[When you need two hands to count all the logic errors in the first couple of paragraphs, you know things aren’t starting well. For one thing, attacking your political opponents as “stupid” isn’t a way of making good-faith assumptions about their IQs. It’s trash talk. For another thing, political cries of “You so stupid!” have little if any relevance to the real, measurable impact of IQ on people’s prospects for economic or professional success. Yet Freedman garbles up these concepts as if they’re all the same thing.
[But logic issues aside, you have to think the author either (a) slept through the 1970s, the High Era of Polack jokes and Aggie jokes, or (b) wasn’t even born then. Americans have been calling each other stupid, with attitudes ranging from good-natured to punitive and derogatory, for quite as long as the rest of humanity.]
As recently as the 1950s, possessing only middling intelligence was not likely to severely limit your life’s trajectory. IQ wasn’t a big factor in whom you married, where you lived, or what others thought of you. The qualifications for a good job, whether on an assembly line or behind a desk, mostly revolved around integrity, work ethic, and a knack for getting along—bosses didn’t routinely expect college degrees, much less ask to see SAT scores. As one account of the era put it, hiring decisions were “based on a candidate having a critical skill or two and on soft factors such as eagerness, appearance, family background, and physical characteristics.”

Segmentation mask data
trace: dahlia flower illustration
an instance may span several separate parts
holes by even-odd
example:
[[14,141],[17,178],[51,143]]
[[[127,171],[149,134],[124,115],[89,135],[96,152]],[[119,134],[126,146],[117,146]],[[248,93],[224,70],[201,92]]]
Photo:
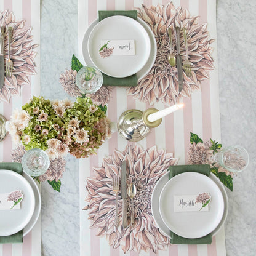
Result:
[[[208,71],[214,69],[210,47],[214,40],[209,39],[207,24],[198,24],[198,16],[191,17],[187,9],[180,6],[175,9],[172,2],[164,6],[137,8],[138,17],[143,20],[154,33],[157,43],[155,63],[150,72],[138,81],[138,86],[130,87],[128,94],[150,105],[161,100],[170,105],[178,102],[182,97],[190,98],[193,90],[199,90],[201,81],[209,78]],[[185,28],[188,34],[188,60],[191,64],[192,77],[183,72],[183,88],[178,92],[177,68],[167,61],[170,43],[167,30],[172,30],[173,47],[175,46],[175,26],[180,31]],[[180,32],[180,50],[185,61],[185,47],[182,32]],[[175,54],[175,52],[174,52]]]
[[97,105],[104,106],[108,104],[112,97],[113,87],[111,86],[102,86],[94,94],[86,94],[92,102]]
[[30,84],[29,78],[35,74],[34,49],[38,44],[33,44],[32,28],[24,27],[25,21],[15,21],[12,12],[5,10],[0,12],[0,26],[4,28],[4,62],[8,60],[8,27],[13,28],[10,42],[10,58],[13,62],[12,76],[6,76],[4,87],[0,90],[0,102],[9,102],[10,98],[18,95],[22,86]]
[[12,208],[14,208],[15,206],[17,205],[19,202],[20,202],[23,199],[23,194],[22,193],[21,190],[15,190],[8,194],[7,201],[11,201],[14,202],[14,205],[10,208],[10,210]]
[[[112,190],[114,174],[121,174],[122,161],[126,160],[127,183],[134,183],[137,193],[134,198],[135,225],[124,229],[121,225],[122,199],[118,198],[118,227],[114,225],[115,218],[115,194]],[[163,235],[153,218],[151,197],[154,186],[170,165],[176,165],[178,158],[172,153],[163,150],[158,150],[156,146],[143,150],[137,143],[127,145],[124,151],[117,150],[113,156],[104,158],[102,166],[94,168],[95,175],[86,179],[88,202],[84,210],[88,210],[90,228],[97,229],[97,236],[105,236],[107,241],[114,248],[122,247],[124,253],[131,250],[156,252],[166,250],[169,242]],[[129,219],[131,201],[127,199],[127,212]]]
[[214,151],[210,150],[209,143],[193,142],[188,150],[188,164],[211,164]]
[[199,210],[199,211],[201,210],[203,207],[209,204],[210,202],[210,194],[207,192],[204,192],[198,194],[196,198],[196,204],[202,204],[202,207],[200,210]]
[[105,47],[99,53],[102,58],[106,58],[107,57],[110,57],[110,55],[111,55],[113,54],[113,51],[114,51],[114,48]]

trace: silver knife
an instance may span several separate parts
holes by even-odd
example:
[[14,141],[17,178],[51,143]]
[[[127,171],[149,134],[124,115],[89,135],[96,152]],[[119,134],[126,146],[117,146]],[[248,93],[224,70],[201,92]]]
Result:
[[177,68],[178,69],[178,91],[181,92],[183,87],[183,74],[182,70],[182,60],[180,55],[180,28],[175,27],[177,43]]
[[121,195],[122,198],[122,226],[126,228],[128,226],[127,213],[127,188],[126,188],[126,161],[122,162],[121,171]]
[[4,84],[4,34],[3,26],[1,28],[0,33],[0,90]]

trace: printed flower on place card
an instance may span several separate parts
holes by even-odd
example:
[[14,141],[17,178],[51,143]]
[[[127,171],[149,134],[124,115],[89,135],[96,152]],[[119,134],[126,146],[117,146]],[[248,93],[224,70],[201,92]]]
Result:
[[196,198],[196,204],[202,204],[202,207],[200,209],[199,211],[201,210],[203,207],[206,207],[207,204],[209,204],[210,202],[210,200],[211,197],[209,193],[204,192],[201,194],[199,194]]
[[108,48],[108,44],[110,42],[110,41],[100,47],[99,54],[102,58],[106,58],[112,55],[114,48]]
[[12,208],[19,202],[20,202],[23,199],[23,194],[21,190],[15,190],[11,192],[9,195],[7,199],[7,201],[12,201],[14,202],[14,205],[10,210],[12,210]]

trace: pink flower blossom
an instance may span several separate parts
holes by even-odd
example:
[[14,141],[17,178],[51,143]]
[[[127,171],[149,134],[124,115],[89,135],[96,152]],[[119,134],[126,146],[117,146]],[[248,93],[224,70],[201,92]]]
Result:
[[[172,2],[165,6],[142,5],[137,8],[138,17],[142,18],[153,31],[157,44],[155,63],[149,73],[138,83],[128,89],[128,94],[150,105],[159,101],[169,105],[178,102],[182,97],[190,98],[194,90],[199,90],[201,82],[209,78],[208,72],[214,69],[207,24],[198,23],[198,16],[191,17],[187,9],[180,6],[177,9]],[[188,58],[192,66],[192,77],[183,72],[183,87],[178,91],[177,67],[171,66],[167,56],[170,53],[167,29],[172,30],[173,46],[176,43],[174,26],[185,28],[188,32]],[[180,48],[184,62],[185,48],[182,33],[180,33]],[[175,52],[174,52],[176,54]]]
[[[112,190],[114,174],[121,173],[123,160],[127,162],[127,183],[135,184],[137,193],[134,198],[135,226],[124,229],[121,219],[118,228],[114,225],[115,194]],[[137,143],[127,145],[124,151],[114,150],[112,156],[103,159],[100,167],[94,168],[95,176],[86,179],[88,195],[85,201],[88,206],[90,227],[96,229],[97,236],[105,236],[108,244],[114,249],[121,246],[124,253],[131,250],[138,252],[166,250],[168,239],[159,231],[153,218],[151,197],[159,178],[167,167],[177,164],[178,159],[172,153],[158,150],[156,146],[143,149]],[[121,215],[122,198],[118,198],[118,212]],[[130,220],[131,201],[127,199],[127,212]]]
[[11,58],[13,62],[12,76],[6,76],[4,87],[0,90],[0,102],[9,102],[13,95],[20,94],[22,86],[30,84],[30,77],[36,73],[34,48],[31,28],[25,27],[25,20],[15,21],[12,12],[6,10],[0,12],[0,23],[4,28],[4,63],[8,60],[8,27],[13,28],[10,42]]

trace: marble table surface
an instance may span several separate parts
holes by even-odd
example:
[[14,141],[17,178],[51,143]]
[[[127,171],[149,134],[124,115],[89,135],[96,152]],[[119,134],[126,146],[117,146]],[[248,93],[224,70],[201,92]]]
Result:
[[[234,177],[234,191],[228,191],[225,230],[230,256],[256,251],[255,13],[255,1],[217,0],[222,143],[242,145],[250,158],[247,169]],[[41,94],[65,98],[58,78],[78,52],[77,0],[42,0],[41,33]],[[62,193],[42,185],[43,255],[79,255],[79,162],[71,156],[66,161]]]

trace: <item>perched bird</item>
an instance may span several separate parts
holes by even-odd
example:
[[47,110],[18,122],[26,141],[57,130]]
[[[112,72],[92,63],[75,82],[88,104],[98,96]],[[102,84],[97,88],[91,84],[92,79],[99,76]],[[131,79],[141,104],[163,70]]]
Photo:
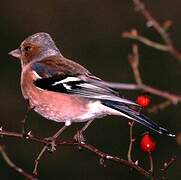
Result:
[[122,98],[107,83],[65,58],[47,33],[27,37],[9,54],[21,60],[24,98],[47,119],[69,126],[106,115],[125,116],[160,134],[174,136],[137,111],[139,105]]

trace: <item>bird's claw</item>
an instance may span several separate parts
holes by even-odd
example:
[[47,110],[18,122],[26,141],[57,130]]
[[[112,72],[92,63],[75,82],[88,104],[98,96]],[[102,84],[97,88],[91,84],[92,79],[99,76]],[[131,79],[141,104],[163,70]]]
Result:
[[82,131],[80,131],[80,130],[77,130],[77,133],[75,134],[74,139],[75,139],[79,144],[81,144],[81,143],[83,143],[83,142],[86,141],[85,138],[84,138],[84,136],[83,136]]
[[48,137],[45,138],[45,140],[47,141],[47,151],[50,153],[56,151],[56,139],[53,137]]

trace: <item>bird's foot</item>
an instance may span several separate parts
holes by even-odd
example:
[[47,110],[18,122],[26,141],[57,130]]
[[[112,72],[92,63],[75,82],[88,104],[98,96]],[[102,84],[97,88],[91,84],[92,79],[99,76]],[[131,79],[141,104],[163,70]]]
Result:
[[86,139],[83,136],[83,132],[81,130],[77,130],[77,133],[74,135],[74,139],[79,143],[83,143]]
[[56,138],[54,137],[48,137],[45,138],[45,141],[47,141],[47,151],[53,153],[56,151]]
[[23,137],[24,139],[28,139],[28,138],[30,138],[30,137],[33,137],[33,135],[32,135],[32,133],[31,133],[31,131],[23,131],[23,132],[22,132],[22,137]]

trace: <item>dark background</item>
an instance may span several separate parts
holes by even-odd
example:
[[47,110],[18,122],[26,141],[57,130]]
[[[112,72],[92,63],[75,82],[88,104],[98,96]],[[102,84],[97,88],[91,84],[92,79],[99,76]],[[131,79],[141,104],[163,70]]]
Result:
[[[181,2],[180,0],[145,0],[151,12],[163,22],[174,22],[170,29],[176,46],[181,46]],[[44,0],[24,1],[6,0],[0,5],[0,125],[4,129],[20,131],[20,121],[25,114],[25,102],[20,90],[20,63],[10,57],[8,52],[17,48],[28,35],[36,32],[48,32],[56,41],[61,53],[86,66],[97,76],[118,82],[134,83],[127,56],[131,52],[132,41],[122,39],[121,33],[131,28],[159,41],[160,37],[152,29],[146,28],[145,20],[134,12],[131,1],[123,0]],[[181,64],[164,52],[140,45],[140,70],[144,82],[159,89],[180,93]],[[122,91],[130,99],[140,92]],[[152,97],[152,104],[162,102]],[[175,133],[181,131],[181,106],[171,106],[157,114],[149,116],[162,126]],[[128,149],[128,126],[125,118],[106,117],[97,120],[86,133],[87,141],[111,154],[126,158]],[[73,125],[63,137],[71,138],[77,127]],[[36,113],[28,118],[28,129],[34,135],[48,137],[59,128],[58,123],[48,121]],[[136,125],[134,134],[137,139],[134,146],[134,160],[149,168],[146,154],[139,149],[141,134],[148,131]],[[177,156],[176,163],[168,171],[168,179],[181,179],[181,147],[175,139],[159,136],[151,132],[157,141],[154,152],[156,173],[163,161],[172,155]],[[20,167],[32,172],[34,160],[41,149],[37,143],[4,137],[10,158]],[[24,179],[11,170],[0,157],[0,179]],[[107,168],[99,165],[99,159],[92,153],[78,151],[72,147],[60,147],[54,154],[46,153],[41,159],[40,179],[145,179],[137,172],[122,165],[107,162]]]

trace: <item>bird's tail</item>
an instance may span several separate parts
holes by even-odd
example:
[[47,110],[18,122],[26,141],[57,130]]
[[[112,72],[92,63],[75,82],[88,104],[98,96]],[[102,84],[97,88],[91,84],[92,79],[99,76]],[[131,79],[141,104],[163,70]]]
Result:
[[175,137],[175,135],[171,134],[167,129],[160,127],[158,124],[153,122],[151,119],[149,119],[142,113],[131,109],[130,107],[128,107],[127,105],[125,105],[123,103],[118,103],[118,102],[109,101],[109,100],[103,100],[102,104],[107,107],[110,107],[114,110],[119,111],[120,115],[126,116],[127,118],[129,118],[133,121],[136,121],[150,129],[158,132],[159,134],[165,134],[167,136]]

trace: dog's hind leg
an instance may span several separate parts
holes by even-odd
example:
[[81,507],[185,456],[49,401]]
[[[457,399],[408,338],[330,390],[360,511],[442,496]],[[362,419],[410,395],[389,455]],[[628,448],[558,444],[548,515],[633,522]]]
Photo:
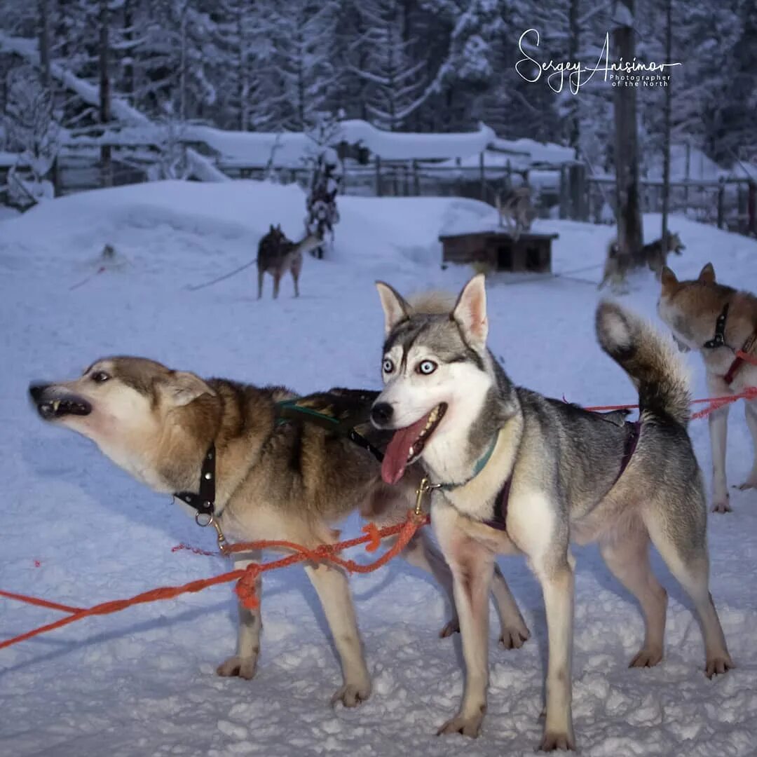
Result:
[[[249,553],[248,553],[249,555]],[[260,560],[260,553],[245,559],[234,561],[235,570],[243,570],[250,563]],[[262,590],[260,576],[255,581],[255,594],[260,598]],[[260,608],[248,609],[239,603],[239,631],[237,637],[237,653],[222,662],[217,670],[219,675],[238,675],[240,678],[251,678],[255,674],[257,656],[260,651]]]
[[639,601],[644,614],[644,645],[630,668],[651,668],[662,659],[668,593],[650,565],[650,537],[642,524],[600,544],[612,575]]
[[739,488],[744,489],[757,488],[757,403],[749,402],[748,400],[744,403],[744,415],[746,416],[746,425],[752,435],[752,446],[755,450],[755,461],[752,466],[752,470],[746,477],[746,481],[739,485]]
[[[703,503],[702,509],[706,509]],[[696,524],[690,517],[662,523],[653,515],[645,521],[653,544],[696,609],[705,641],[705,674],[711,678],[724,673],[734,663],[709,593],[709,560],[704,525]]]
[[438,518],[435,509],[435,528],[452,570],[466,662],[466,683],[459,711],[442,725],[438,733],[476,737],[486,712],[489,681],[489,590],[494,556],[455,525],[457,517],[456,514],[445,512]]
[[318,593],[341,660],[344,683],[334,694],[332,702],[355,707],[370,696],[371,679],[363,656],[347,577],[339,569],[326,565],[306,565],[305,571]]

▸ EXERCISES
a - According to the text on intelligence and IQ, what did the qualifications for a good job in the 1950s mostly revolve around?
b - Continue the text on intelligence and IQ after its final sentence.
This data comes from a separate source and has no connection to the text.

▸ EXERCISE RESPONSES
a - Integrity, work ethic, and a knack for getting along.

b -
The 2010s, in contrast, are a terrible time to not be brainy. Those who consider themselves bright openly mock others for being less so. Even in this age of rampant concern over microaggressions and victimization, we maintain open season on the nonsmart. People who’d swerve off a cliff rather than use a pejorative for race, religion, physical appearance, or disability are all too happy to drop the s‑bomb: Indeed, degrading others for being “stupid” has become nearly automatic in all forms of disagreement.
It’s popular entertainment, too. The so-called Darwin Awards celebrate incidents in which poor judgment and comprehension, among other supposedly genetic mental limitations, have led to gruesome and more or less self-inflicted fatalities.